→ Work task: Please rewrite the stretch of the Hegwine pregnancy case text from "But when a non-jury" through "victory was fleeting.", swapping "curve ball" for "surprise".

:: Reading text ::

On her start date, Hegwine reported to work as scheduled and watched some orientation videos. She then met with Fibre employee Colleen Cox and again disclosed her pregnancy. After Cox conferred with the medical director and learned the medical release was still outstanding, however, she told Hegwine to go home and that Fibre would “be in touch.”

That same day, Cox received the completed medical release from Hegwine's physician, who indicated that she could lift between 20 and 30 pounds. But when Cox contacted Hegwine, she inexplicably said the doctor had only cleared her to lift 20 pounds.

Hegwine didn't pussyfoot around. After promptly contacting the medical director's office and being told the “actual” lifting restriction for the position was 40 pounds, she asked her doctor to raise her lifting restriction to that weight. The physician obliged and faxed a new form to Fibre. But the medical director, apparently confused by the disparity between the two releases, contacted the physician and completed a third form based on their conversation. This time, Hegwine was cleared to lift 20 pounds “frequently” and 40 pounds “occasionally to infrequently.”

So was Hegwine now in the clear?

No way.

That's because Margaret Rhoades, Fibre's equal employment opportunity coordinator, was directed to conduct a “relevant analysis” of the position. Her conclusion? That a clerk/order checker must occasionally lift boxes weighing up to 60 pounds, and that given Hegwine's 40-pound lifting restriction, she couldn't meet the requirements of the job.

In short, on March 16, 2001, only 15 days after her start date, Hegwine learned from the company that its offer of employment was being withdrawn. Smelling a rat, Hegwine later sued Fibre for sex discrimination in Cowlitz County Superior Court.

But when a non-jury trial was held in early 2005, the trial court threw Hegwine a huge curve ball.

Instead of analyzing Hegwine's claim under Washington's sex discrimination law, the trial court said her pregnancy was a “disability,” and proceeded to analyze her claim under Washington's disability discrimination law. Using this framework, the judge focused on the 60-pound lifting requirement, concluding that it was an “essential function” of the clerk/order checker position. Since Hegwine's “disability” kept her from performing it, the judge ultimately ruled in Fibre's favor because the company had no obligation to “accommodate” Hegwine under Washington's disability discrimination law.

But Fibre's victory was fleeting.

That's because a Washington appeals court, in 2006, reversed the lower court because it had applied the wrong legal analysis. Also holding that Hegwine should prevail under the proper sex discrimination analysis, it returned the case to the trial court to determine Hegwine's damages. That plan got suspended, though, when the Washington Supreme Court granted Fibre's petition for review.

If this raised Fibre's hopes, however, they were recently dashed by our high court, which unanimously sided with Hegwine.

:::
:: Extracted information ::

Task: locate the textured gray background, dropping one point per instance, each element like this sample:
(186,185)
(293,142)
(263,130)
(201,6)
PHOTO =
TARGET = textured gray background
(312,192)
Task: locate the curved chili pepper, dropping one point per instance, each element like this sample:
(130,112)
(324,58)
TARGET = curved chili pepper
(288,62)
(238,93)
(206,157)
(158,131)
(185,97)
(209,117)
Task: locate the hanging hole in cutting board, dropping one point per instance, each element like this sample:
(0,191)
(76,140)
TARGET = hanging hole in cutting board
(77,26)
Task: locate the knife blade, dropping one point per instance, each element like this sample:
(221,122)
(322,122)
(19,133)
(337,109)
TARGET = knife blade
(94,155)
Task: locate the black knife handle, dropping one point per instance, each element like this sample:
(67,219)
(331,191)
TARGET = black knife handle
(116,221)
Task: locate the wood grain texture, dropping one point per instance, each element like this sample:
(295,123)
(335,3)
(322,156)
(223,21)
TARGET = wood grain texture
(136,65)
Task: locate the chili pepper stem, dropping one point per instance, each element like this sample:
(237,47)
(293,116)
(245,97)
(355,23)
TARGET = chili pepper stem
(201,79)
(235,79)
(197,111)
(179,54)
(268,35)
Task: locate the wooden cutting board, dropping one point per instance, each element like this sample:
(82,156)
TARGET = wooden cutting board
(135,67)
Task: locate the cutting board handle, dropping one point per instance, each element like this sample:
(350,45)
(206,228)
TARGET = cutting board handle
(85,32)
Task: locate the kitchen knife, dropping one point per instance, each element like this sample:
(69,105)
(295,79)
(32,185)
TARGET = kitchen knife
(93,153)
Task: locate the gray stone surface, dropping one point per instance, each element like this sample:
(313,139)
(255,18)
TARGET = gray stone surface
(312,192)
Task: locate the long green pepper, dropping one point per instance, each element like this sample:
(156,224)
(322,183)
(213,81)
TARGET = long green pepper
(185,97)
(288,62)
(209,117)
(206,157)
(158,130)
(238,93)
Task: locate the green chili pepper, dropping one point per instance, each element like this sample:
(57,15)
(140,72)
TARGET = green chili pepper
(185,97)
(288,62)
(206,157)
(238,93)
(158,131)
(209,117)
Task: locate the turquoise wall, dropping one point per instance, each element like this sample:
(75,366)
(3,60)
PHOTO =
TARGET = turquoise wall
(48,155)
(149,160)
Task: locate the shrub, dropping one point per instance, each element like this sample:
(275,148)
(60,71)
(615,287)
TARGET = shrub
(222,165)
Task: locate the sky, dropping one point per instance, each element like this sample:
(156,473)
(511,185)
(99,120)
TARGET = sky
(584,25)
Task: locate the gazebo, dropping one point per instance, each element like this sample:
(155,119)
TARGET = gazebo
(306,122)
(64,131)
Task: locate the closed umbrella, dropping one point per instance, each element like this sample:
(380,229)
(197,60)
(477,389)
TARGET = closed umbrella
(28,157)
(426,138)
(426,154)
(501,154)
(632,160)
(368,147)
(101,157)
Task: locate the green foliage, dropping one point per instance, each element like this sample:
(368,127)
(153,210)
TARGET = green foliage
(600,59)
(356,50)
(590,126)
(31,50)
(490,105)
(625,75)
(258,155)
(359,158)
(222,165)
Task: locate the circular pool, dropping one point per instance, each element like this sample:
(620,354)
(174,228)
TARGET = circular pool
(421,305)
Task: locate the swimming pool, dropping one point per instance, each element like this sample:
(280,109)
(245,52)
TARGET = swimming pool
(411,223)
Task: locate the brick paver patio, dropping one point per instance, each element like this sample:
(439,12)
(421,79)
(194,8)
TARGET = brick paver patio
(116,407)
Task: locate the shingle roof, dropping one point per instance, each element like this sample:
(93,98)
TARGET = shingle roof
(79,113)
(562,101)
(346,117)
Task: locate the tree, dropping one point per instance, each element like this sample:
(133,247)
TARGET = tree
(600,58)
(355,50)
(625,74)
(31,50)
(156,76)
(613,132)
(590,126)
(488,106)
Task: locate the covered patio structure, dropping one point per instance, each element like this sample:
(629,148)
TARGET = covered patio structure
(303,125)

:::

→ Solution to this exercise:
But when a non-jury trial was held in early 2005, the trial court threw Hegwine a huge surprise.

Instead of analyzing Hegwine's claim under Washington's sex discrimination law, the trial court said her pregnancy was a “disability,” and proceeded to analyze her claim under Washington's disability discrimination law. Using this framework, the judge focused on the 60-pound lifting requirement, concluding that it was an “essential function” of the clerk/order checker position. Since Hegwine's “disability” kept her from performing it, the judge ultimately ruled in Fibre's favor because the company had no obligation to “accommodate” Hegwine under Washington's disability discrimination law.

But Fibre's victory was fleeting.